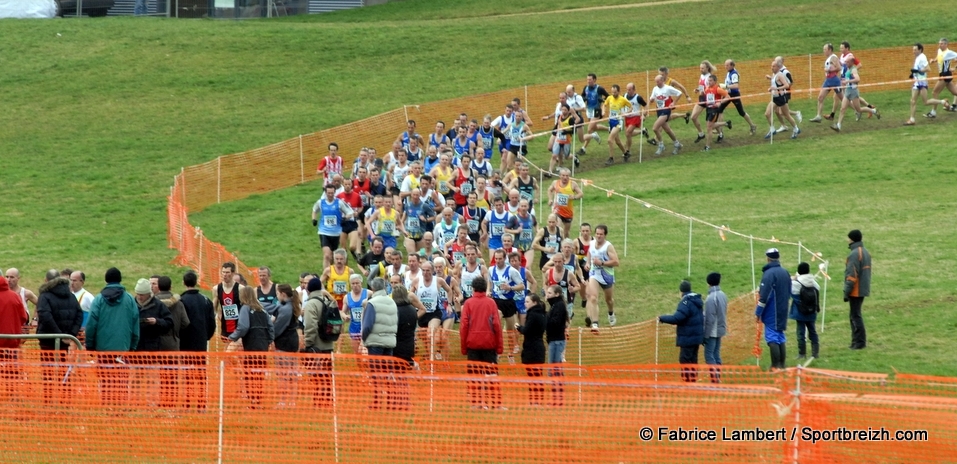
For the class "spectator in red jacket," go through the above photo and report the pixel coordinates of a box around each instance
[459,277,505,409]
[0,276,29,401]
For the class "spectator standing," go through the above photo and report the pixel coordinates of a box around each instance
[459,277,504,409]
[179,271,216,409]
[86,267,140,408]
[515,293,546,406]
[754,248,791,369]
[37,276,83,403]
[844,229,871,350]
[658,280,704,382]
[790,263,821,359]
[704,272,728,383]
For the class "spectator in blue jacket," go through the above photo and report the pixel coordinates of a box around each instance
[754,248,791,369]
[658,280,704,382]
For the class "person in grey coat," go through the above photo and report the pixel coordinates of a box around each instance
[704,272,728,383]
[844,229,871,350]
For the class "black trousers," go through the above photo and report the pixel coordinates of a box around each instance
[678,345,701,382]
[848,296,867,348]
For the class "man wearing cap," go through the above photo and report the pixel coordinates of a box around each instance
[754,248,791,369]
[658,280,704,382]
[704,272,728,383]
[844,229,871,350]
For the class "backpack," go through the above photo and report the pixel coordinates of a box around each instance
[797,284,821,314]
[309,297,342,342]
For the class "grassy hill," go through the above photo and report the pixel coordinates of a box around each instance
[0,0,957,375]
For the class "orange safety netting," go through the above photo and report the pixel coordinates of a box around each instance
[0,350,957,463]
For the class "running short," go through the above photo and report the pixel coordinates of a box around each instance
[588,269,615,290]
[493,298,518,317]
[822,76,841,92]
[419,309,442,327]
[705,108,721,122]
[319,234,339,250]
[552,142,572,158]
[721,95,748,118]
[378,235,396,248]
[508,144,528,156]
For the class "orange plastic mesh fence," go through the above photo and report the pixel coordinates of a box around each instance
[168,46,913,289]
[0,351,957,463]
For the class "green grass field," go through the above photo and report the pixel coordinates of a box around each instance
[0,0,957,375]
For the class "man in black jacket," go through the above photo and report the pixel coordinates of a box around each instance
[179,271,216,409]
[37,275,83,402]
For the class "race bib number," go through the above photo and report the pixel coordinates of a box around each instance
[223,305,239,321]
[332,280,348,295]
[419,298,435,313]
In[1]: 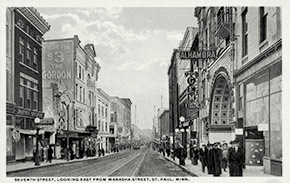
::::
» Required task: Rewrite all the rows above, replacing "spectator" with "onlooker" and keeping everything else the same. Leave the pictures out of your answer.

» Reply to the task:
For the class "onlooker in red jacket," go through the above photo and report the pixel coordinates of a box around each instance
[459,277,505,409]
[0,276,29,401]
For the class "onlooker standing," go through the above photo and report the pixel coordinates of a box around each instance
[459,277,504,409]
[179,271,216,409]
[86,267,140,408]
[515,293,546,406]
[754,248,791,369]
[37,276,83,403]
[844,229,871,350]
[658,280,704,382]
[790,263,821,359]
[704,272,728,383]
For the class "onlooker in blue jacket," go through the above photo and report the pixel coordinates of a box around each instance
[754,248,791,369]
[658,280,704,382]
For the class "person in grey coat," go through the above photo and report the pixel coordinates of a box around each instance
[704,272,728,383]
[844,229,871,350]
For the class "black trousers," go through the above photo and report the pixel coordinates of a box around each instance
[678,345,701,382]
[848,296,867,348]
For the class "man wearing cap," go through the above photo and report the pixel coordinates of a box around each instance
[754,248,791,369]
[658,280,704,382]
[704,272,728,383]
[844,229,871,350]
For the class "backpack," go through the above photo and report the pixel coordinates of a box around each instance
[797,284,821,314]
[309,297,342,342]
For the class "grassy hill," go through the above photo and report the pixel coordinates of a box around each instance
[0,0,957,375]
For the class "orange safety netting," go through the above photo and report the pixel coordinates of a box around each instance
[0,350,957,463]
For the class "running short," go through the above photo and report the pixel coordinates of a box around each instance
[588,269,615,290]
[493,298,518,317]
[822,76,841,92]
[419,309,442,327]
[705,108,721,122]
[319,234,339,250]
[552,142,572,158]
[721,95,748,118]
[378,235,396,248]
[508,144,528,156]
For the class "orange plastic mesh fence," go through the above photo and report the pixel coordinates of a box around each instance
[168,46,913,289]
[0,351,957,463]
For the class "green grass field," go through the above photo and report the pixel coordinates of a box around each instance
[0,0,957,375]
For the class "man in black jacket," go through the above photo and report the pixel coordinates of a box around each instance
[179,271,216,409]
[37,275,83,402]
For the class "race bib number," go through the above photo and report the pixel coordinates of a box around each instance
[223,305,239,321]
[332,280,348,295]
[419,298,435,313]
In[1]: 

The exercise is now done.